-------- TASK INPUTS --------

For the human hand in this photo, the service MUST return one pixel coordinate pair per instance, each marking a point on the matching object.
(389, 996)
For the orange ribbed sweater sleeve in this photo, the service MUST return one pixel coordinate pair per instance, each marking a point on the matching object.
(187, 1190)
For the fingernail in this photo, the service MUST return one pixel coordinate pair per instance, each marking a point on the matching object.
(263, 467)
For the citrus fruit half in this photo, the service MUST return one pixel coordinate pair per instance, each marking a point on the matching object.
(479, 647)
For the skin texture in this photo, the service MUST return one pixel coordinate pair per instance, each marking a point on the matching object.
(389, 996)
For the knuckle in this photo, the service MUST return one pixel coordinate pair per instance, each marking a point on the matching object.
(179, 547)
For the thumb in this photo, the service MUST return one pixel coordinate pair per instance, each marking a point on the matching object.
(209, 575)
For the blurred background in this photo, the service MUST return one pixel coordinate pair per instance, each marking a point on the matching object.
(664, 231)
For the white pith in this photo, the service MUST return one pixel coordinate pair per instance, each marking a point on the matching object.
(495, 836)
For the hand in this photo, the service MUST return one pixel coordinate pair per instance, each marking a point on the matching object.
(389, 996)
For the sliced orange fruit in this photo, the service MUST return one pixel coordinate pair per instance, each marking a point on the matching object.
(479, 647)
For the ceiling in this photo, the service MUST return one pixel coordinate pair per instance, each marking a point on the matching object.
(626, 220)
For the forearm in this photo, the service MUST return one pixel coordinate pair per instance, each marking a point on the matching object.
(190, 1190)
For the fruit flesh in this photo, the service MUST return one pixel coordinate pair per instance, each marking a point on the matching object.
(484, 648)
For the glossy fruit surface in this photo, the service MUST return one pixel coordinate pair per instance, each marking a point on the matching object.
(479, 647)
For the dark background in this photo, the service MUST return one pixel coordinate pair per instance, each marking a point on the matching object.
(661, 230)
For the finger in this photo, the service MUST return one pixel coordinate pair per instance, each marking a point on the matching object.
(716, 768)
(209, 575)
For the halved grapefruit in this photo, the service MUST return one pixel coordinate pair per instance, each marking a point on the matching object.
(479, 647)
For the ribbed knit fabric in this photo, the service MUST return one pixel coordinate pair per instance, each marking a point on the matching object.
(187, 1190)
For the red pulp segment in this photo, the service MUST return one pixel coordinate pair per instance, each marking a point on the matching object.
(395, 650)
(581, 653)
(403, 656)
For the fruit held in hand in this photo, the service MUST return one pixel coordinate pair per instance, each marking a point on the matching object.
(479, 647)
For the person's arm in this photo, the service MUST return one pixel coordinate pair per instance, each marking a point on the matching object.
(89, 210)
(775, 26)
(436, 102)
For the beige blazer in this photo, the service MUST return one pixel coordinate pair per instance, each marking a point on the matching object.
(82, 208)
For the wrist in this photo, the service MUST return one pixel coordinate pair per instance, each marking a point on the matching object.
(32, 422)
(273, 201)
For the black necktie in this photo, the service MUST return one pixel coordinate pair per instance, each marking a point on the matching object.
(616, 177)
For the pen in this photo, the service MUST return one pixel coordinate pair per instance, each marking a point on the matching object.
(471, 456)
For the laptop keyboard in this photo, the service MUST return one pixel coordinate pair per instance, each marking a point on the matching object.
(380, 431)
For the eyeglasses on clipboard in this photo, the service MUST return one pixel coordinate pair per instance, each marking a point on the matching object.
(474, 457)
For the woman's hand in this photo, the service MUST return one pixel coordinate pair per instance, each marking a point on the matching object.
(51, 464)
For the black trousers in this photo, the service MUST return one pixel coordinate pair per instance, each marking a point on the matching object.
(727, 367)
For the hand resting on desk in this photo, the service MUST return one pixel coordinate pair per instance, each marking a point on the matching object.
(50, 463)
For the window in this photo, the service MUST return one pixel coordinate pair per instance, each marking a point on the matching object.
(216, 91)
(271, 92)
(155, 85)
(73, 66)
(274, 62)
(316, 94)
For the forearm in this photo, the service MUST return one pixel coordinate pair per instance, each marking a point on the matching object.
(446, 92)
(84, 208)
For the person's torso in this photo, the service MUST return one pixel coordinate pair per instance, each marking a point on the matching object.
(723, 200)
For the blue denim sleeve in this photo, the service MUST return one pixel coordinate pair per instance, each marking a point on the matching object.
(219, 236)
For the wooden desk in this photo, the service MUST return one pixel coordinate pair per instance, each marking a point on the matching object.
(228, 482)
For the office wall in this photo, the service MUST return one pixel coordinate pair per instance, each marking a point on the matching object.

--------

Lines from the one that contains "For the black necktie" through the final line of the entries must be duplicated exactly, and no other lines.

For the black necktie in this photo, the service MUST return one pixel coordinate pair per instance, each marking a point on the matching object.
(616, 177)
For the pen in this photo, the service MUST return one pixel coordinate pair per instance, each marking a point on the matching object.
(471, 456)
For the laptop keyboard in this photo, the service MUST return one pixel coordinate pair per instance, each marking a point on the matching object.
(380, 431)
For the eyeglasses on clipboard in this photo, the service MUST return one pixel coordinate pair per instance, each marking a point on the matching object.
(474, 457)
For the woman's hand in this photo, the service MUST return one pixel coordinate pair per instance, each marking a point on the matching object.
(51, 464)
For the black trousers in this photo, the service MUST return one pixel coordinate pair per instance, each marking a point on the matching object.
(727, 367)
For the hand resting on desk in this photo, the service MUST return one pixel coordinate pair per instance, each marking a point on the matching object.
(50, 463)
For the window in this photo, the service MUST return one pixel coordinate pair per instance, each marking a point on the matching object.
(216, 91)
(271, 92)
(155, 85)
(73, 66)
(274, 62)
(316, 94)
For the forearm in this photo, the service MUST return one pixel coordinate pair per instance, each marking a point on the matching object.
(446, 92)
(84, 208)
For the person's torso in this photo, the service MUST return one pixel coordinate pair per instance, each marking a point on the matching object.
(723, 200)
For the blue denim sleeve in this photo, the service MUST return one pixel coordinate pair per instance, each marking a point on the matching object.
(219, 236)
For the wooden desk in this photo, the service MUST return one pixel coordinate pair per instance, each marking a point on the matching object.
(228, 482)
For the office wall in this photo, the service MUST return one pixel coordinate pair per instance, each marking a point on the matching object.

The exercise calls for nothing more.